C’est ce qu’on connait. Puis, tombé des nues, le 23 février, on apprend qu’un épilogue secret s’est glissé dans cette narration. Lamarche et Lafleur s’échangent des pièces et les travaillent chacun de leur côté. Un nouveau projet prend forme sous le nom de feu doux.
Le récit de création peut sembler banal et inutile pour l’appréciation de l’œuvre. Pourtant, le disque homonyme du projet répond aux points névralgiques de cette rencontre créative.
Dans son essence, feu doux est de la musique à écouter d’une oreille. C’est conçu pour être une trame sonore de la sieste, de l’étude, de la concentration. Un bruit blanc glorifié pour certains, un accompagnant joli pour d’autres. Même si les périodes créatives de chacun des projets sont séparées de quelques années, on ne peut s’empêcher de penser que si Organ Mood est la musique des nuits d’éveil de Nicole, feu doux aurait pu être son remède contre l’insomnie. Pour qu’un album puisse accompagner le sommeil, il faut bien que le sommeil soit!
Et par sa nature, qui dépasse l’ambiant et qui tombe dans le fonctionnel, il devient difficile d’évaluer en termes traditionnels cette musique. L’absence de hook et de rythme est non seulement recherchée, mais glorifiée. Il ne se passe pas rien, mais l’œuvre paraît plus fonctionnaliste qu’esthétique. Mais, certes, elle est jolie cette création. Si on veut qu’elle nous accompagne dans un état de conscience second, autant qu’elle soit jolie. Ça lui donne un goût de revenez-y.
Chaque titre, si on est du genre à s’y attarder, rappelle beaucoup plus le sentiment ressenti lors de l’écoute qu’une explication narrative. Ouverture des sentiers trace la voie vers l’expérience auditive. Nous sommes déjà passés par ici, à mi-chemin, rappelle la familiarité du matériel avec lui-même. Nouvelle joie nouvelle présente une série de cadences conclusives, rappel symphonique, mais émises avec délicatesses, comme un chuchotement.
Avons-nous rattrapé les avant-gardistes qui produisent déjà des œuvres strictement fonctionnelles? Qu’au-delà des qualités esthétiques, on évalue l’œuvre à sa capacité à accomplir sa tâche, ici la concentration, le sommeil, la quiétude? Peut-être. Est-ce qu’on est prêts à ça? Peut-être aussi. Ou, du moins, pas tout de suite. Par contre, si la transition se fait lentement, comme le déploiement d’une pièce de feu doux, l’accueil du brasier est moins inquiétant.
L’album est disponible en version numérique et vinyle depuis le 23 février. Une séance d’écoute aura lieu le 28 février à 17 h au Théâtre aux Écuries.

···

Tâche courte: Recopiez à l’identique le passage de la critique de l’album feu doux qui va de « Et par sa nature, qui » jusqu’à « goût de revenez-y. ».

Extrait de données:
···

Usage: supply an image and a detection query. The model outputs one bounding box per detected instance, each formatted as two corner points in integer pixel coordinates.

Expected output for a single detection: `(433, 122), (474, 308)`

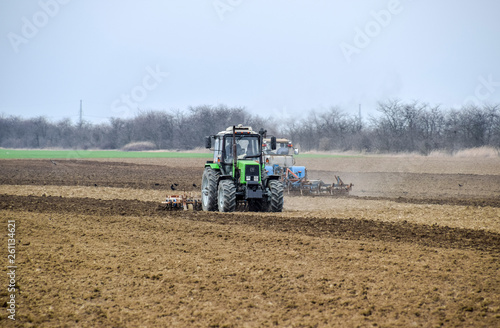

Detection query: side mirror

···

Réponse proposée:
Et par sa nature, qui dépasse l’ambiant et qui tombe dans le fonctionnel, il devient difficile d’évaluer en termes traditionnels cette musique. L’absence de hook et de rythme est non seulement recherchée, mais glorifiée. Il ne se passe pas rien, mais l’œuvre paraît plus fonctionnaliste qu’esthétique. Mais, certes, elle est jolie cette création. Si on veut qu’elle nous accompagne dans un état de conscience second, autant qu’elle soit jolie. Ça lui donne un goût de revenez-y.